**Data shown**
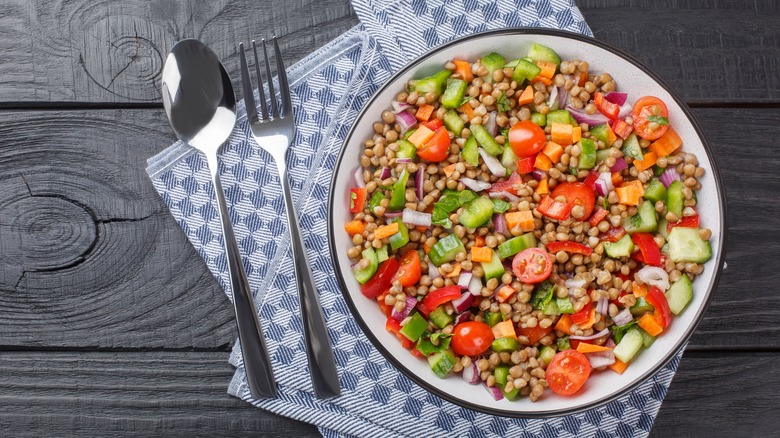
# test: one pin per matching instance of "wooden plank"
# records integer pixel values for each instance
(81, 51)
(183, 394)
(702, 47)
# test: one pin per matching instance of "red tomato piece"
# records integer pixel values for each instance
(526, 138)
(532, 265)
(382, 279)
(567, 372)
(410, 270)
(437, 148)
(471, 338)
(647, 110)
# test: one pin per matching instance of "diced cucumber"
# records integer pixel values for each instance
(679, 294)
(505, 344)
(470, 151)
(631, 147)
(516, 244)
(621, 248)
(494, 268)
(655, 191)
(453, 122)
(441, 363)
(486, 140)
(476, 212)
(675, 198)
(440, 317)
(685, 245)
(629, 346)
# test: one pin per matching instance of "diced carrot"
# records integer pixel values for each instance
(504, 329)
(355, 227)
(543, 188)
(424, 112)
(630, 193)
(527, 96)
(649, 160)
(584, 347)
(576, 134)
(421, 136)
(668, 143)
(467, 110)
(504, 293)
(386, 230)
(553, 151)
(463, 68)
(564, 324)
(649, 324)
(561, 133)
(481, 254)
(520, 220)
(619, 366)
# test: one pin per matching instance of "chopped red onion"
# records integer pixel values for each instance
(590, 119)
(464, 279)
(405, 120)
(591, 337)
(410, 303)
(669, 176)
(601, 358)
(623, 317)
(414, 217)
(463, 303)
(619, 165)
(654, 276)
(495, 166)
(475, 185)
(471, 374)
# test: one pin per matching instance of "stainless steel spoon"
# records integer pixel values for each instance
(201, 106)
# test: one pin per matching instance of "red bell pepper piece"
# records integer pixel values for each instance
(357, 199)
(651, 254)
(554, 209)
(657, 299)
(394, 327)
(572, 247)
(382, 279)
(440, 296)
(606, 107)
(526, 165)
(685, 222)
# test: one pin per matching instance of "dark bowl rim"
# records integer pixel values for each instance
(681, 342)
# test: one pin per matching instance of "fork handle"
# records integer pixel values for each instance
(322, 364)
(257, 363)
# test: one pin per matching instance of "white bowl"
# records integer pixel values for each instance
(632, 77)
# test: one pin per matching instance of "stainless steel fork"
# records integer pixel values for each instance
(274, 131)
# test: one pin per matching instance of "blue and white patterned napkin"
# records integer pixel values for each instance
(329, 89)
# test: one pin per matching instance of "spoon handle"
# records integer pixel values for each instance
(257, 364)
(322, 365)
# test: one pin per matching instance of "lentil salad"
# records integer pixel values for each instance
(506, 220)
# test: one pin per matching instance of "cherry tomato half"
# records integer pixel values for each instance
(577, 194)
(526, 138)
(471, 338)
(650, 109)
(532, 265)
(410, 269)
(567, 372)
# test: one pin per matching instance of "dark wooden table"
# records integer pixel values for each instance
(110, 323)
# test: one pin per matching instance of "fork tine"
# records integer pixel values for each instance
(246, 84)
(260, 88)
(274, 107)
(284, 87)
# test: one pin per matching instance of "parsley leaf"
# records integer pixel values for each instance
(661, 120)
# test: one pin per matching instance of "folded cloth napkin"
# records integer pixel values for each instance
(329, 88)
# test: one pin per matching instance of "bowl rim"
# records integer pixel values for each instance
(661, 363)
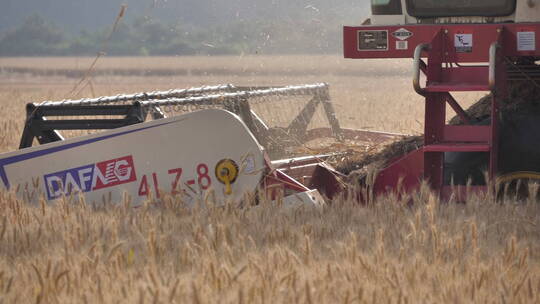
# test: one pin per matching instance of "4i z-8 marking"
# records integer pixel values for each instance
(150, 182)
(116, 172)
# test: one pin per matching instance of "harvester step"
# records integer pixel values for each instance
(458, 147)
(456, 87)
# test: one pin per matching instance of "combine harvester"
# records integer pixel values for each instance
(474, 45)
(229, 153)
(215, 151)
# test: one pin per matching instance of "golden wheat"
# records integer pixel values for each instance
(389, 251)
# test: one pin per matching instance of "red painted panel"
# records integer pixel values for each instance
(466, 133)
(482, 37)
(406, 172)
(454, 147)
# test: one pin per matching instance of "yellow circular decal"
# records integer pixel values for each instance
(226, 173)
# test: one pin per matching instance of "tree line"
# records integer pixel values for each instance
(144, 36)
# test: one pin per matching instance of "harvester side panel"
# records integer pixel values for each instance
(470, 42)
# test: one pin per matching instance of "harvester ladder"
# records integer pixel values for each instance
(444, 75)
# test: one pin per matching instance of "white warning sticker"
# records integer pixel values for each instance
(526, 41)
(402, 45)
(402, 34)
(463, 42)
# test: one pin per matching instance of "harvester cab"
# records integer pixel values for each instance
(459, 46)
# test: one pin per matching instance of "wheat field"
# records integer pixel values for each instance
(409, 250)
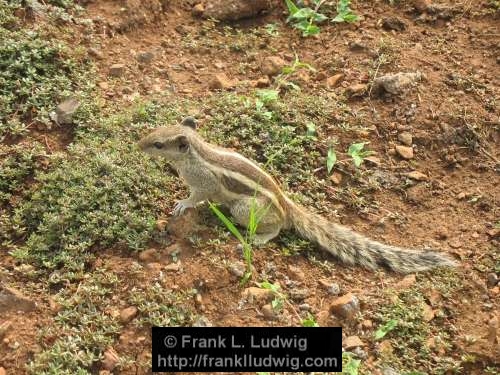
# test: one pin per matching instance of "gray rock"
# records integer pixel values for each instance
(13, 300)
(64, 112)
(145, 57)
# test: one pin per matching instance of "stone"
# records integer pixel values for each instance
(127, 314)
(94, 52)
(405, 138)
(355, 90)
(334, 80)
(272, 65)
(173, 267)
(352, 342)
(417, 176)
(149, 255)
(13, 300)
(116, 70)
(406, 283)
(331, 287)
(198, 10)
(232, 10)
(367, 324)
(422, 5)
(393, 23)
(305, 307)
(64, 112)
(4, 328)
(220, 81)
(493, 325)
(346, 306)
(145, 57)
(110, 360)
(428, 313)
(396, 84)
(492, 280)
(404, 151)
(296, 273)
(268, 312)
(202, 321)
(254, 294)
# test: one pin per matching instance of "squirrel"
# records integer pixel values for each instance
(226, 177)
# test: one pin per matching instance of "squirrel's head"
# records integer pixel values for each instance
(172, 143)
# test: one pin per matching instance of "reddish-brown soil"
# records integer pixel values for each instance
(455, 210)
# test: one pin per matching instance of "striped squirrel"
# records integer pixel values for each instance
(228, 178)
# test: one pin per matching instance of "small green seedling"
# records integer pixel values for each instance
(344, 12)
(305, 19)
(279, 298)
(358, 153)
(350, 365)
(311, 129)
(385, 329)
(331, 159)
(310, 321)
(255, 216)
(272, 29)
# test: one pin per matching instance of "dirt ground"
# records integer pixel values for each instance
(452, 115)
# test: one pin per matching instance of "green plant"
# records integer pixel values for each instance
(272, 29)
(305, 19)
(350, 365)
(279, 299)
(255, 216)
(160, 307)
(344, 12)
(331, 159)
(101, 193)
(83, 329)
(357, 152)
(36, 73)
(310, 321)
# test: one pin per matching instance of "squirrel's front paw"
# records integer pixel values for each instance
(181, 206)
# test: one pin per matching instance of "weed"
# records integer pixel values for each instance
(310, 321)
(16, 164)
(357, 152)
(160, 307)
(350, 365)
(279, 299)
(83, 329)
(305, 19)
(272, 29)
(35, 74)
(102, 193)
(344, 12)
(331, 159)
(385, 329)
(255, 216)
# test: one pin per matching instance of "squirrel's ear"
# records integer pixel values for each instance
(182, 143)
(190, 122)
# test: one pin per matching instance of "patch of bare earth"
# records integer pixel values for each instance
(151, 47)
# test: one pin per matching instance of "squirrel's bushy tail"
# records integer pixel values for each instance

**Exercise description**
Repeat each entry above word for word, leaving every picture out.

**Task response**
# test: one pin per matching instance of "wooden plank"
# records integer pixel values for each instance
(81, 51)
(183, 394)
(702, 47)
# test: one pin per matching instance of "red tomato piece"
# records integer pixel values for each instance
(526, 138)
(532, 265)
(382, 279)
(567, 372)
(410, 270)
(437, 148)
(471, 338)
(647, 110)
# test: one pin per matching instance of "diced cucumber"
# records integer pixel values for each instance
(679, 294)
(505, 344)
(470, 151)
(631, 147)
(516, 244)
(621, 248)
(494, 268)
(655, 191)
(453, 122)
(441, 363)
(486, 140)
(476, 212)
(675, 198)
(440, 317)
(685, 245)
(629, 346)
# test: one pin per matching instance of "diced carrot"
# records integer pixel values for each instance
(504, 329)
(355, 227)
(543, 188)
(424, 112)
(630, 193)
(527, 96)
(649, 160)
(584, 347)
(576, 134)
(421, 136)
(668, 143)
(467, 110)
(504, 293)
(386, 230)
(553, 151)
(463, 68)
(564, 324)
(649, 324)
(561, 133)
(481, 254)
(520, 220)
(619, 366)
# test: one pin per matching instance of "chopped red onion"
# records integer pixel values for each instance
(590, 119)
(464, 279)
(405, 120)
(591, 337)
(410, 303)
(669, 176)
(601, 358)
(623, 317)
(414, 217)
(463, 303)
(619, 165)
(654, 276)
(495, 166)
(475, 185)
(471, 374)
# test: one pin per matching instance of "stainless steel spoon"
# records integer pixel values for each instance
(201, 106)
# test: one pin per matching instance of "red bell pepper piece"
# records integer pixel values for each instance
(357, 199)
(651, 254)
(554, 209)
(657, 299)
(394, 327)
(572, 247)
(382, 279)
(440, 296)
(606, 107)
(526, 165)
(685, 222)
# test: one pin per matching instance of "dark bowl rim"
# records integer pixel values for each instance
(681, 342)
# test: one pin per matching instance of "fork handle"
# records integer pixel values for each instance
(322, 364)
(257, 363)
# test: one pin per matching instance of "white bowl"
# records integer pixel values for each instance
(632, 77)
# test: one pin per matching instance of "stainless steel fork"
# records integer pixel values for each instance
(274, 131)
# test: one pin per matching instance of "blue and white patterned napkin"
# records integer pixel values for each instance
(329, 89)
# test: one pin per matching instance of "spoon handle"
# records integer pixel values for each instance
(257, 364)
(322, 365)
# test: one pin per matching instance of "lentil salad"
# records integer pixel values for each instance
(506, 220)
# test: one pin per matching instance of "cherry tomato half"
# records integer pixel values for each instance
(577, 194)
(526, 138)
(471, 338)
(650, 109)
(532, 265)
(410, 269)
(567, 372)
# test: one pin per matching instance of "dark wooden table"
# records integer pixel values for each instance
(110, 323)
# test: one pin per matching instance of "fork tine"
# records integer pixel values for each instance
(246, 84)
(260, 88)
(274, 107)
(284, 87)
# test: one pin per matching instance of "parsley leaf"
# records integer pixel values for each instance
(661, 120)
# test: one pin per matching instance of "folded cloth napkin"
# records integer pixel values for each instance
(329, 88)
# test: one pin per matching instance of "bowl rim"
# records integer pixel values for each instance
(661, 363)
# test: one pin per matching instance of "4i z-8 marking"
# records integer pixel values for each instance
(150, 182)
(116, 172)
# test: one pin per matching instance of "harvester step"
# records integer pixel values for each instance
(458, 147)
(456, 87)
# test: one pin per matching instance of "combine harvester"
# records integer pixel values for each instance
(474, 45)
(229, 153)
(215, 151)
# test: one pin per matching instance of "golden wheat"
# records integer pixel values for each instance
(389, 251)
# test: one pin per matching instance of "red painted panel"
# records integer pixel values for each instance
(466, 133)
(482, 37)
(406, 172)
(454, 147)
# test: one pin per matching instance of "yellow circular decal"
# records integer pixel values for each instance
(226, 173)
# test: one pin per matching instance of "tree line"
# records integer pixel values for each instance
(144, 36)
# test: one pin per matching instance of "harvester side panel"
# records integer pixel values for each instance
(470, 42)
# test: one pin per matching instance of "harvester ladder"
# records integer pixel values for each instance
(444, 75)
# test: one pin per matching instance of "white warning sticker"
# records integer pixel values for each instance
(526, 41)
(402, 45)
(402, 34)
(463, 42)
# test: one pin per matching instance of "harvester cab"
# records integer pixel values for each instance
(459, 46)
# test: one pin per matching instance of "wheat field"
# records integer pixel values for each instance
(409, 250)
# test: one pin per matching instance of "gray rock"
# records integer pixel values for each instance
(13, 300)
(64, 112)
(145, 57)
# test: one pin per matching instance of "stone"
# records integer pixel values for each instance
(127, 314)
(94, 52)
(405, 138)
(355, 90)
(334, 80)
(272, 65)
(173, 267)
(352, 342)
(417, 176)
(149, 255)
(13, 300)
(116, 70)
(406, 283)
(331, 287)
(198, 10)
(232, 10)
(367, 324)
(422, 5)
(393, 23)
(305, 307)
(64, 112)
(4, 328)
(220, 81)
(493, 325)
(346, 306)
(145, 57)
(110, 360)
(428, 313)
(396, 84)
(492, 280)
(404, 151)
(296, 273)
(268, 312)
(202, 321)
(254, 294)
# test: one pin per matching instance of "squirrel"
# records integer pixel values for each instance
(226, 177)
# test: one pin per matching instance of "squirrel's head"
# records integer pixel values for each instance
(172, 143)
# test: one pin per matching instance of "reddish-brown soil"
# records integer pixel values for each instance
(455, 210)
# test: one pin per matching instance of "striped squirrel"
# records integer pixel values for each instance
(228, 178)
# test: one pin per matching instance of "small green seedling"
# records integer pixel values for each instance
(344, 12)
(305, 19)
(279, 298)
(358, 153)
(350, 365)
(311, 129)
(385, 329)
(331, 159)
(310, 321)
(255, 216)
(272, 29)
# test: one pin per matching instance of "dirt ground"
# records integer pixel values for each instance
(452, 115)
# test: one pin per matching instance of "green plant"
# records integer pixel values for each instance
(272, 29)
(305, 19)
(350, 365)
(279, 299)
(255, 216)
(160, 307)
(344, 12)
(331, 159)
(101, 193)
(83, 329)
(357, 152)
(36, 73)
(310, 321)
# test: one pin per matching instance of "squirrel's front paw"
# records integer pixel values for each instance
(181, 206)
# test: one pin per matching instance of "weed"
# records integer pixel values for each instance
(310, 321)
(16, 164)
(357, 152)
(160, 307)
(350, 365)
(279, 299)
(83, 329)
(305, 19)
(272, 29)
(35, 74)
(102, 193)
(344, 12)
(331, 159)
(385, 329)
(255, 216)
# test: one pin per matching instance of "squirrel's ear"
# records integer pixel values for each instance
(182, 143)
(190, 122)
# test: one pin per matching instance of "patch of bare earth"
# records integer pixel values for each instance
(151, 47)
# test: one pin per matching instance of "squirrel's bushy tail"
# records integer pixel values for each instance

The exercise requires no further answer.